◆ Written exercise: Take the lines from the one containing "tree branch in the photo above." through the final line below and restate them exactly. Omit the pictures.

Position identification records
---*---

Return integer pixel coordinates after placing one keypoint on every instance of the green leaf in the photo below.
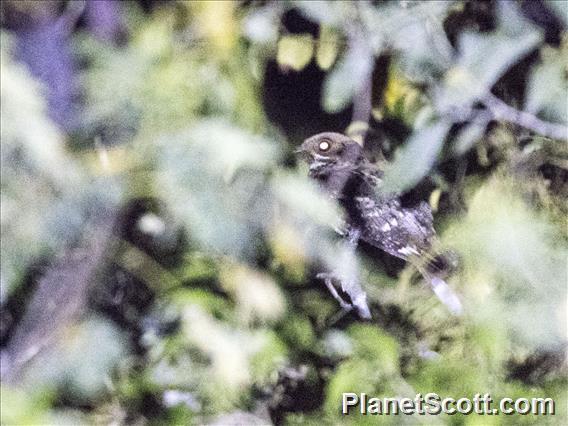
(414, 160)
(485, 57)
(560, 7)
(547, 87)
(328, 47)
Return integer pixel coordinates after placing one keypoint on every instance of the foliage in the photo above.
(206, 307)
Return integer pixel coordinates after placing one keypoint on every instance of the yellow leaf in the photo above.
(295, 51)
(328, 47)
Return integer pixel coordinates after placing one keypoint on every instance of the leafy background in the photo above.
(160, 241)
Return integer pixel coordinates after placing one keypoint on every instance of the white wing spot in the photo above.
(407, 250)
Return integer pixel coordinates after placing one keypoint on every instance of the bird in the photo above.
(339, 165)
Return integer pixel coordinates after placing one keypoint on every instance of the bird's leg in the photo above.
(327, 278)
(350, 285)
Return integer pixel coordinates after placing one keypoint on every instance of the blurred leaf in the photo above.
(512, 258)
(256, 294)
(261, 25)
(217, 22)
(229, 162)
(548, 85)
(82, 360)
(468, 136)
(295, 51)
(327, 47)
(415, 30)
(560, 8)
(484, 57)
(322, 11)
(415, 159)
(345, 79)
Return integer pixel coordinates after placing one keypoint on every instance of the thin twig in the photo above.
(501, 111)
(357, 40)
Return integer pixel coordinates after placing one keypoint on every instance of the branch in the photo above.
(501, 111)
(357, 40)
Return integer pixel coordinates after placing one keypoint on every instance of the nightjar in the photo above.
(338, 163)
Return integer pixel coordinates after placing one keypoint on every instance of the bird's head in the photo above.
(326, 149)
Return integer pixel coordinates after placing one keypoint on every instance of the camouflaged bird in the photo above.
(337, 162)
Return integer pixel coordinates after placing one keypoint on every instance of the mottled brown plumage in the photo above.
(339, 165)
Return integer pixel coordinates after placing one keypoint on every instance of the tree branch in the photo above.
(501, 111)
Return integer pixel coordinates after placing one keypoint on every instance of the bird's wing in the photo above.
(401, 232)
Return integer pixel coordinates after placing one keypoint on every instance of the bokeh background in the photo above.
(160, 239)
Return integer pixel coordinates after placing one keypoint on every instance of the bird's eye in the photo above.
(324, 146)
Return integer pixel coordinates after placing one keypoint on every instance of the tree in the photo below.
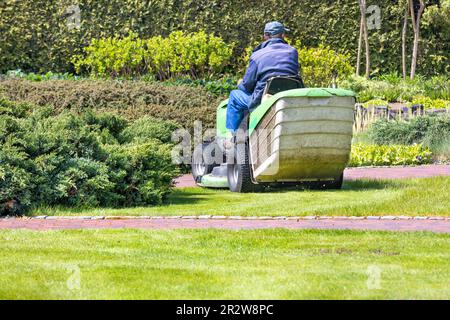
(364, 33)
(404, 34)
(416, 28)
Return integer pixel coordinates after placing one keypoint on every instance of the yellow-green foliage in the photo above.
(376, 103)
(388, 155)
(194, 54)
(321, 65)
(429, 103)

---*---

◆ Answer for this exercise:
Return integer pixel coordinates after placing one keypoint on every instance of the tree branch in the photo above.
(501, 111)
Return integer pixel coordinates after placing one keypoint on every instance of the bird's wing in the photo above.
(401, 232)
Return integer pixel coordinates after placing one keypoint on every instance of the bokeh background in the photo above.
(160, 239)
Return integer pixel coordinates after placing one keypoint on every instance of the bird's eye in the photo above.
(324, 146)
Return integer pixel coordinates after placing one keypoint on every instance of the tree in the photo below.
(364, 33)
(404, 34)
(416, 28)
Return integer pixel coordinates after placing one keypoint on every instance of the yellow-green foliage in the photo above.
(376, 103)
(388, 155)
(194, 54)
(321, 65)
(429, 103)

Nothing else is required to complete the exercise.